__Exercise objective__
Repeat every line of the records below verbatim, leaving out the pictures.

## Start Provided records

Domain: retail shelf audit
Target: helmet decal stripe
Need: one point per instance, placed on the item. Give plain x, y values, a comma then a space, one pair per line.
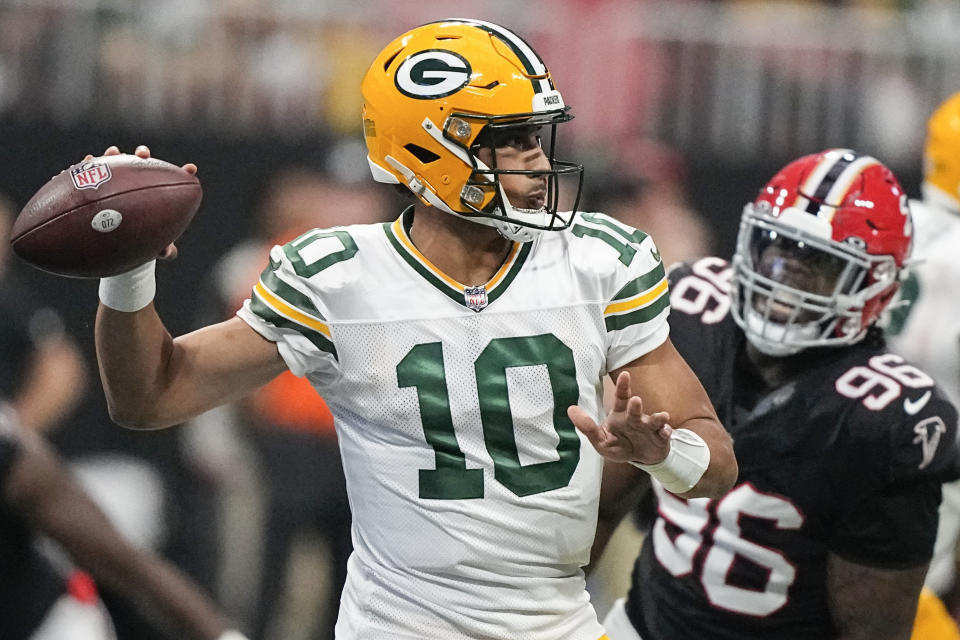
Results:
847, 178
830, 181
531, 62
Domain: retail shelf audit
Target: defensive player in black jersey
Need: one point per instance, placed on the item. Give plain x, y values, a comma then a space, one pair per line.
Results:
43, 599
842, 445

## End Provided records

__Output of the exercise__
Domain: retail shelf audit
Target: helmet decal stripe
Need: one point per instance, placed on the item. Give plain x, y values, a comma then a space, one pair per line.
Results:
847, 178
830, 181
531, 62
Domain: retail shelf audit
Target: defensive player in black jersey
Need: one point per instance, placed on the item. Give plain x, y values, a comma then a space, one pair per line.
Results:
43, 599
842, 445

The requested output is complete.